# [WORK TO COMPLETE]
Quote the material below word for word, omitting the pictures.

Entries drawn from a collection
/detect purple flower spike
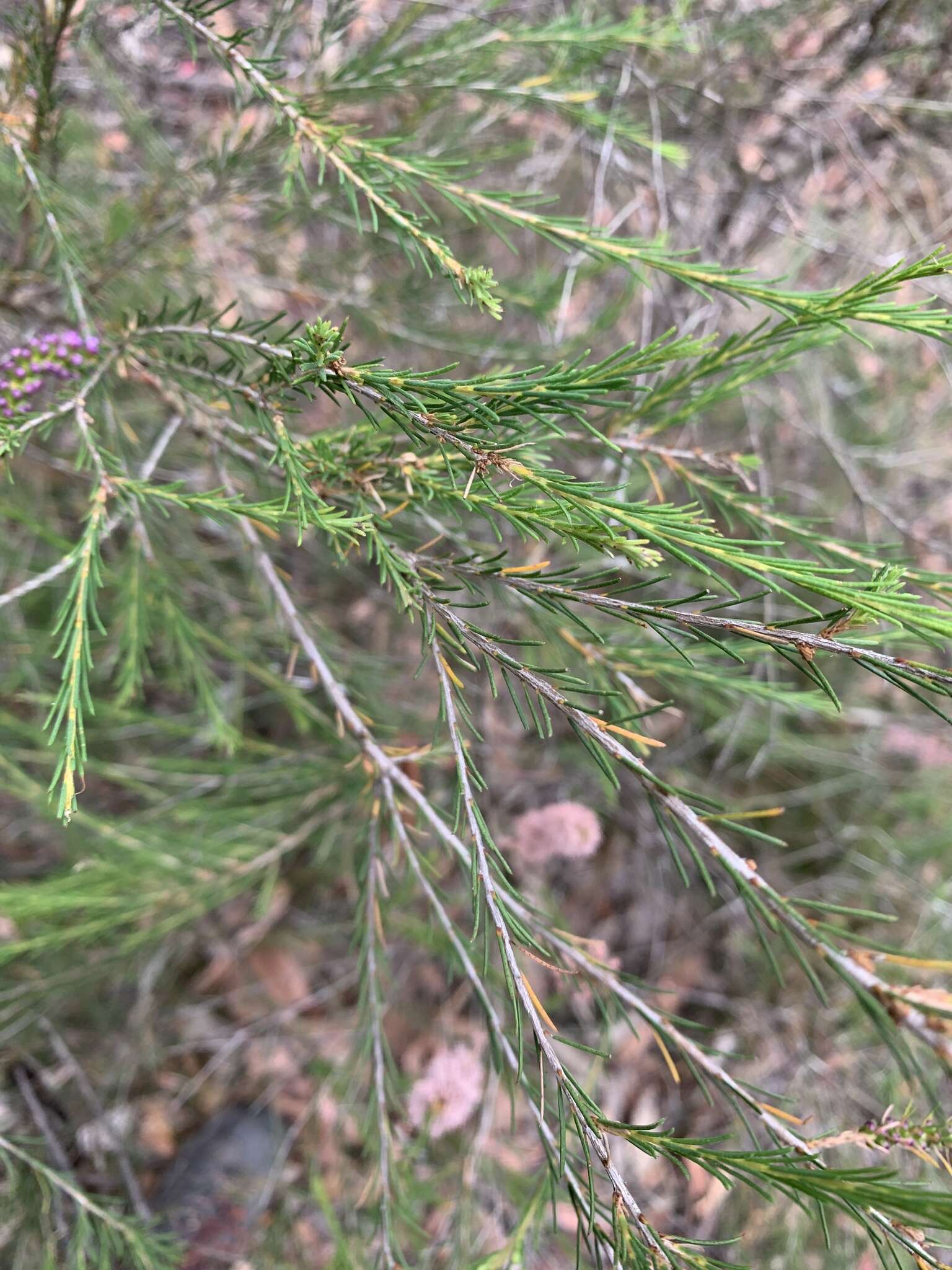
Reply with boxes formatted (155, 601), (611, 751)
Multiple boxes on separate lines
(0, 330), (100, 419)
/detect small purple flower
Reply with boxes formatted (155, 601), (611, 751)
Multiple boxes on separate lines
(0, 330), (100, 419)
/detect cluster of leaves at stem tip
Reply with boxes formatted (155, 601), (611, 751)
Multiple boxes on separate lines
(0, 0), (952, 1270)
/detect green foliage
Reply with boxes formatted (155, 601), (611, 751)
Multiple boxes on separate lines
(0, 0), (952, 1270)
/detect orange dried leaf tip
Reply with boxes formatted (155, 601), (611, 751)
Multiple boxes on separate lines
(606, 722), (665, 749)
(650, 1028), (681, 1085)
(522, 975), (558, 1032)
(499, 560), (552, 575)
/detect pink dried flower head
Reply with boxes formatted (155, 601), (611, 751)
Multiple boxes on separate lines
(407, 1046), (483, 1138)
(513, 802), (602, 864)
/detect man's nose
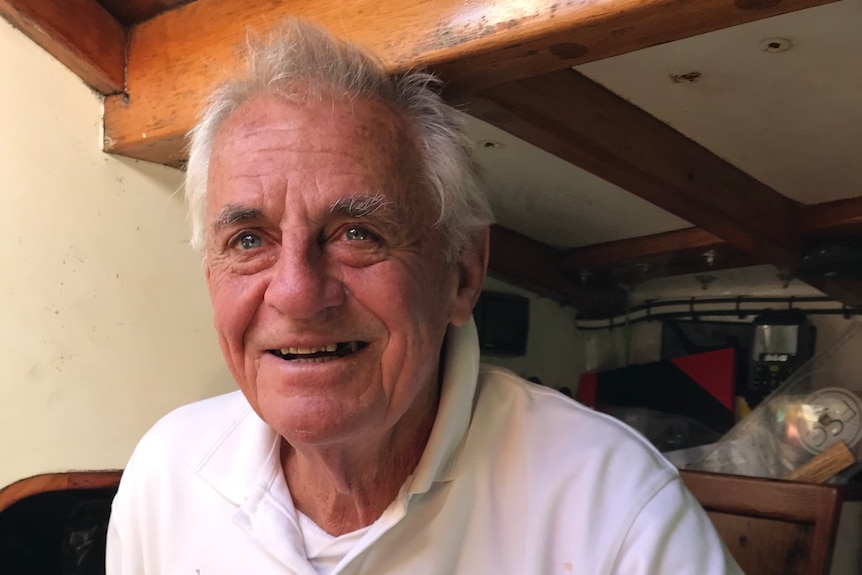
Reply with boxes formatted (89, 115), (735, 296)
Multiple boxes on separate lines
(264, 238), (344, 320)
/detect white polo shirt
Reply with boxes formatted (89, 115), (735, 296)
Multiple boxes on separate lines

# [SOLUTION FOR THIS EXERCISE]
/detect purple flower spike
Reply with boxes formatted (155, 601), (611, 751)
Multiple boxes on separate lines
(0, 330), (100, 419)
/detect small purple flower
Reply with boxes formatted (155, 601), (611, 751)
Multiple boxes on separate lines
(0, 330), (100, 419)
/detect cluster of leaves at stem tip
Reply with boxes formatted (155, 601), (611, 751)
Multiple boxes on separate lines
(0, 0), (952, 1270)
/detect green foliage
Reply with boxes formatted (155, 601), (611, 751)
Multiple boxes on separate lines
(0, 0), (952, 1270)
/detect orange dried leaf tip
Reply with boxes formatted (155, 601), (611, 751)
Multiple boxes on separate lines
(606, 722), (665, 749)
(650, 1028), (681, 1085)
(522, 975), (558, 1032)
(499, 560), (552, 575)
/detect pink dried flower head
Reply with boxes formatted (155, 601), (611, 751)
Multiple boxes on separate lines
(407, 1046), (483, 1138)
(513, 802), (602, 864)
/detect man's nose
Reply with boxes formatted (89, 115), (735, 296)
Multiple boxes on separate lines
(264, 238), (344, 320)
/detect white polo shirt
Reply with boxes formatted (89, 115), (735, 296)
Multiple boxes on separate lines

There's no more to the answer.